INSTRUCTIONS TO FOLLOW.
Output every line of the entries below as a numbered list, skipping any blank lines and leaving the pictures out.

⟨

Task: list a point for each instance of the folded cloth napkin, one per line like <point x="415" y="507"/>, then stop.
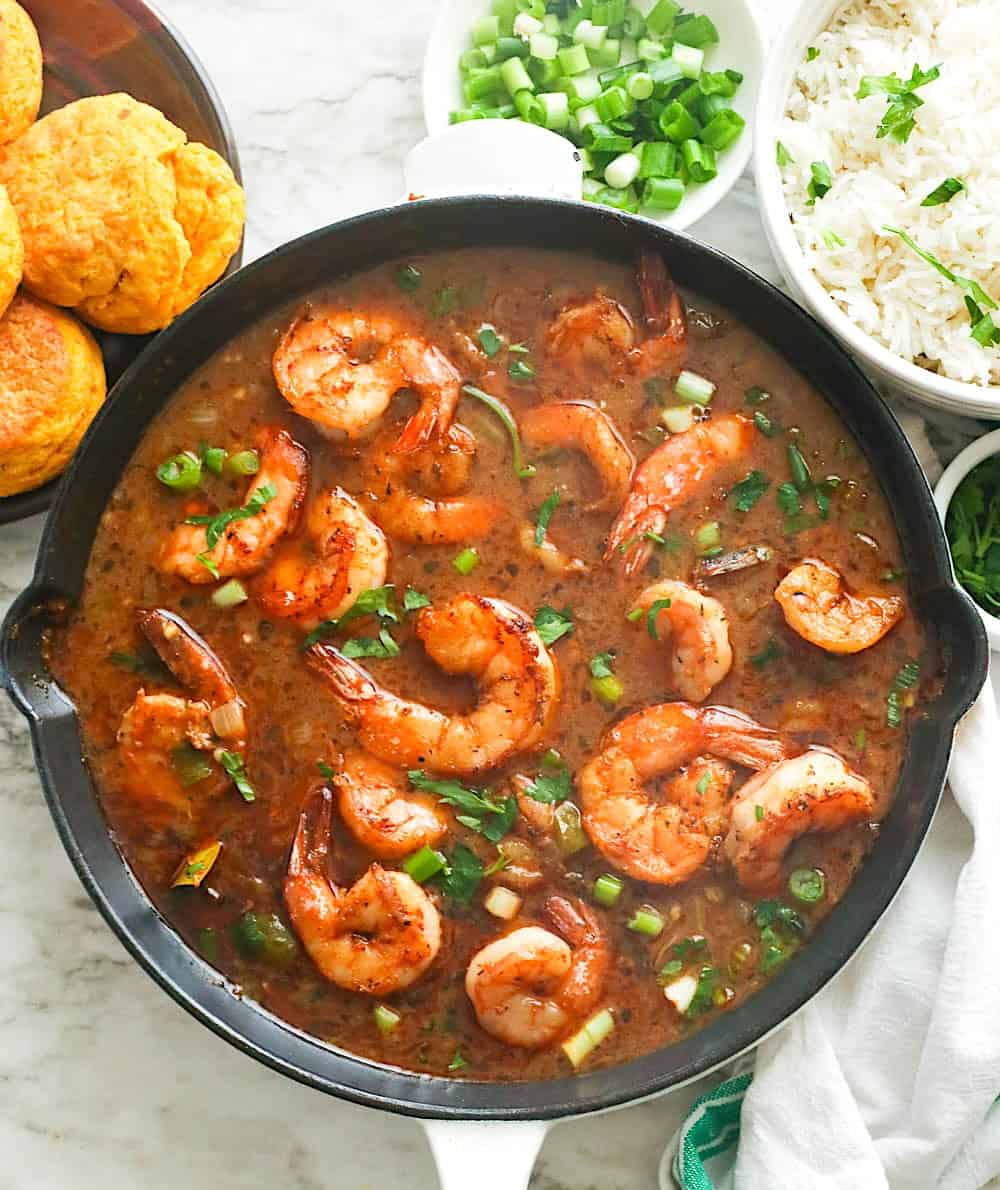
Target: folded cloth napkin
<point x="889" y="1077"/>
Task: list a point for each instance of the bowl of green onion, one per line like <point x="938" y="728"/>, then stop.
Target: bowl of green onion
<point x="968" y="499"/>
<point x="656" y="99"/>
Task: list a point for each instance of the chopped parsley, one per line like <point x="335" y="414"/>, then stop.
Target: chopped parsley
<point x="749" y="490"/>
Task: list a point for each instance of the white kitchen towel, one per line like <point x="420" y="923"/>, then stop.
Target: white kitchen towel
<point x="889" y="1077"/>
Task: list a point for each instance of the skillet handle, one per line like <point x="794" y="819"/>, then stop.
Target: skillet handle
<point x="485" y="1153"/>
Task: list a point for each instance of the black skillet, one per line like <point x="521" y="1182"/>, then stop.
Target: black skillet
<point x="318" y="260"/>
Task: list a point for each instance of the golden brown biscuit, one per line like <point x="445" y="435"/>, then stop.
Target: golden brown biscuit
<point x="120" y="218"/>
<point x="51" y="384"/>
<point x="11" y="251"/>
<point x="20" y="70"/>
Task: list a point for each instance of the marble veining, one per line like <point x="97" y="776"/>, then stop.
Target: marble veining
<point x="105" y="1084"/>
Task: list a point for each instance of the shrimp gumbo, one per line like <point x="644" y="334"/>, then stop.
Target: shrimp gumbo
<point x="497" y="664"/>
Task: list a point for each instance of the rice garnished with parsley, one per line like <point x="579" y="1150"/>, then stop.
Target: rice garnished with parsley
<point x="875" y="182"/>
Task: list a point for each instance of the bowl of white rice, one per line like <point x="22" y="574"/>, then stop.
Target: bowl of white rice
<point x="879" y="179"/>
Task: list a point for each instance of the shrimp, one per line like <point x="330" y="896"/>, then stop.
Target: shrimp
<point x="155" y="726"/>
<point x="589" y="430"/>
<point x="530" y="987"/>
<point x="812" y="791"/>
<point x="342" y="369"/>
<point x="379" y="935"/>
<point x="698" y="632"/>
<point x="667" y="843"/>
<point x="247" y="540"/>
<point x="819" y="607"/>
<point x="349" y="556"/>
<point x="444" y="467"/>
<point x="599" y="333"/>
<point x="381" y="812"/>
<point x="487" y="639"/>
<point x="672" y="475"/>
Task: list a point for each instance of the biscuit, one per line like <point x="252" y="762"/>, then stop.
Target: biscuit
<point x="122" y="218"/>
<point x="51" y="384"/>
<point x="20" y="71"/>
<point x="11" y="251"/>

⟩

EXPECTED OUTPUT.
1. Task: list a point for each instance of the folded cloth napkin, one per line like <point x="415" y="507"/>, then stop.
2. Target: folded cloth napkin
3. <point x="889" y="1077"/>
4. Task: list a point for each instance of the bowl of green onion, one per line like <point x="938" y="728"/>, then stop.
5. Target: bowl of green onion
6. <point x="968" y="499"/>
7. <point x="656" y="99"/>
8. Task: list a point for each instance of the chopped parsley, one per line like <point x="335" y="414"/>, then stop.
9. Target: chopped parsley
10. <point x="749" y="490"/>
11. Task: list a point for each instance of the white kitchen towel, one per line like <point x="420" y="923"/>, then stop.
12. Target: white kitchen towel
13. <point x="889" y="1077"/>
14. Task: list a point for each instance of the skillet handle, one per line like <point x="794" y="819"/>, then stop.
15. Target: skillet handle
16. <point x="485" y="1153"/>
17. Task: list a point for each instance of the black skillet, one per line like <point x="521" y="1182"/>, then stop.
18. Target: black skillet
19. <point x="318" y="260"/>
20. Task: list a point for each instance of the golden brown biscuit, one per line like <point x="445" y="435"/>, then stop.
21. Target: golden brown biscuit
22. <point x="120" y="218"/>
23. <point x="51" y="384"/>
24. <point x="11" y="251"/>
25. <point x="20" y="70"/>
26. Task: list a point for each instance of the marble veining, one per line like <point x="97" y="776"/>, then stop.
27. Target: marble veining
28. <point x="105" y="1084"/>
29. Task: list a point for each instance of the shrimp gumbo, one per line like <point x="644" y="334"/>, then stop.
30. Target: shrimp gumbo
31. <point x="497" y="664"/>
32. Task: list a point for each instance of the rice garnished with parsley, one per line like <point x="579" y="1150"/>, then stop.
33. Target: rice garnished with parsley
34. <point x="875" y="182"/>
35. Task: list a point for each instance of the bowl of white rice, one per line like <point x="22" y="574"/>, then stop.
36. Target: bowl of white rice
37. <point x="879" y="179"/>
38. Task: list a point for each instance of the shrimp, one per line like <point x="330" y="896"/>, then stop.
39. Target: shrimp
40. <point x="155" y="726"/>
41. <point x="589" y="430"/>
42. <point x="530" y="987"/>
43. <point x="812" y="791"/>
44. <point x="342" y="369"/>
45. <point x="379" y="935"/>
46. <point x="698" y="632"/>
47. <point x="667" y="843"/>
48. <point x="247" y="540"/>
49. <point x="819" y="607"/>
50. <point x="349" y="556"/>
51. <point x="444" y="467"/>
52. <point x="599" y="333"/>
53. <point x="381" y="812"/>
54. <point x="487" y="639"/>
55. <point x="672" y="475"/>
56. Task: list a point for each instance of the biscuit, one per line like <point x="252" y="762"/>, then stop.
57. Target: biscuit
58. <point x="122" y="218"/>
59. <point x="51" y="384"/>
60. <point x="20" y="71"/>
61. <point x="11" y="251"/>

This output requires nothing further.